= Records for the exercise =
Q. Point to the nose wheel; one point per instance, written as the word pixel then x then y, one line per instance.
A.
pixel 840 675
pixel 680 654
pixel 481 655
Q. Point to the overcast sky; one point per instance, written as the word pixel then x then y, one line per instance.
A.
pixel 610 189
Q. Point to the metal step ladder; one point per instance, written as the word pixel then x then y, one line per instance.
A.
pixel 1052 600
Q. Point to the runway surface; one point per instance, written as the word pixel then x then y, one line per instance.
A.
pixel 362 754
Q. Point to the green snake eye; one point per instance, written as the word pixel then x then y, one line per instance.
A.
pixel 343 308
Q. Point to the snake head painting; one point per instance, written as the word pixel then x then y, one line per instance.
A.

= What to do =
Copy all of the material above line for line, without changing a single character.

= The response =
Q. Point to the nose wheel; one point per instance, written as the word pixel then x then y, one line per instance.
A.
pixel 840 675
pixel 680 654
pixel 481 655
Q. Point to the overcast sky; one point per instance, written as the word pixel then x then y, one line per instance.
A.
pixel 610 189
Q. Point to the metal step ladder; one point per instance, written as the word pixel then x then y, one line per instance.
A.
pixel 1052 600
Q. Point to the runway surface; one point per instance, written as the word pixel then x then y, one line per instance.
A.
pixel 362 754
Q. Point to the green snake eye; one point per instance, written as the word pixel then x then y, one line per instance.
A.
pixel 343 308
Q. Point to the snake head painting; one point per instance, written as the word pixel then x then y, one line per instance.
A.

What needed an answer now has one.